** Start Given text **
Thermoacoustic Air Source Heat Pump Water Heaters: Design and Analysis

Introduction to Thermoacoustic Heat Pumps

Thermoacoustic air-to-water air source heat pumps (TAWASHPs) are emerging as an eco-friendly, simple, and cost-effective alternative to the existing compressor-based heat pump systems. Unlike traditional vapor compression refrigeration (VCR) systems, TAWASHPs utilize the principles of linear thermoacoustics to pump heat from ambient air to water without the need for a mechanical compressor.

The key advantages of TAWASHPs include:

• Simplicity: TAWASHPs have a straightforward design with no moving parts like the compressor in VCR systems. They use a vibrating diaphragm of a loudspeaker as the means of work input.

• Eco-Friendliness: TAWASHPs employ eco-friendly refrigerants such as helium, hydrogen, air, and nitrogen instead of synthetic refrigerants used in VCR systems.

• Maintenance-Free Operation: The absence of a compressor makes TAWASHPs more compact and maintenance-free compared to VCR systems.

• Precise Temperature Control: TAWASHPs can operate at lower frequencies (as low as 50 Hz) and maintain better coefficient of performance (COP) even at lower temperatures, unlike VCR systems that operate between 1200-4500 rpm and have reduced COP at lower temperatures.

In a TAWASHP system, the cold heat exchanger is exposed to ambient air, absorbing heat, which is then pumped to the hot heat exchanger by the thermoacoustic core (TAC). The hot heat exchanger transfers this heat to water, which can be used for various thermal applications such as space heating, hot water supply in hostels, community apartments, and hotels.

Design Optimization of the Thermoacoustic Core

The design optimization of the 1-kW TAWASHP system with helium as the working fluid is discussed in this article. The focus is on maintaining the hot heat exchanger temperature at 45°C and 55°C while subjecting the ambient heat exchanger to four different temperatures: -15°C, 0°C, 15°C, and 30°C, representing various atmospheric conditions throughout the year.

The key components of the TAWASHP system include:

1. Loudspeaker: Provides the acoustic work input to drive the system.
2. Thermoacoustic Core (TAC): Comprises the stack, ambient heat exchanger, and hot heat exchanger.
3. Resonator Tube: Encloses the TAC and is filled with helium gas.

The design methodology is based on Rott’s linear thermoacoustic theory, with the following considerations:

• Parallel Plate Geometry: The stack, ambient, and hot heat exchangers are designed with parallel plate geometry for better performance compared to other geometries like spiral, circular, pin array, and honeycomb.
** End Given text **
** Start Dataset extract **
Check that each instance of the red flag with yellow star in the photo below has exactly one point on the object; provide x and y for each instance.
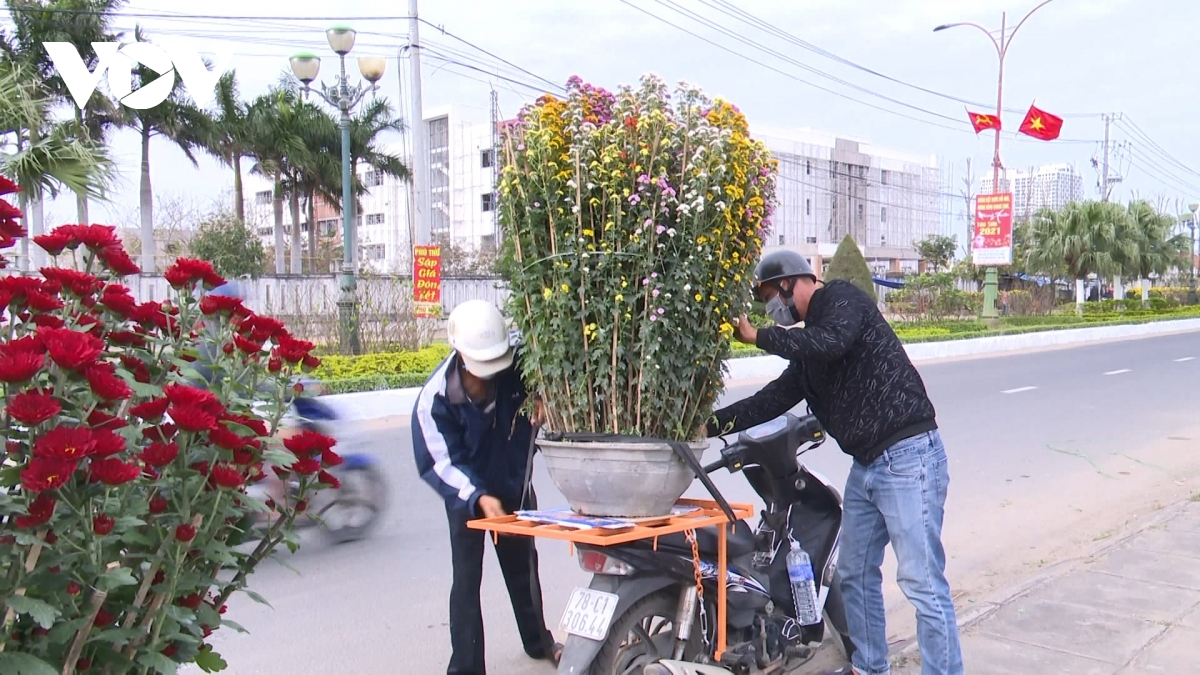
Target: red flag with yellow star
(982, 121)
(1041, 124)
** End Dataset extract **
## Work instructions
From the thermoacoustic heat pump text, reproduce word for word the passage starting at "Introduction to Thermoacoustic" and ending at "a mechanical compressor.". Rely only on the heat pump text to complete this.

## Output for this exercise
Introduction to Thermoacoustic Heat Pumps

Thermoacoustic air-to-water air source heat pumps (TAWASHPs) are emerging as an eco-friendly, simple, and cost-effective alternative to the existing compressor-based heat pump systems. Unlike traditional vapor compression refrigeration (VCR) systems, TAWASHPs utilize the principles of linear thermoacoustics to pump heat from ambient air to water without the need for a mechanical compressor.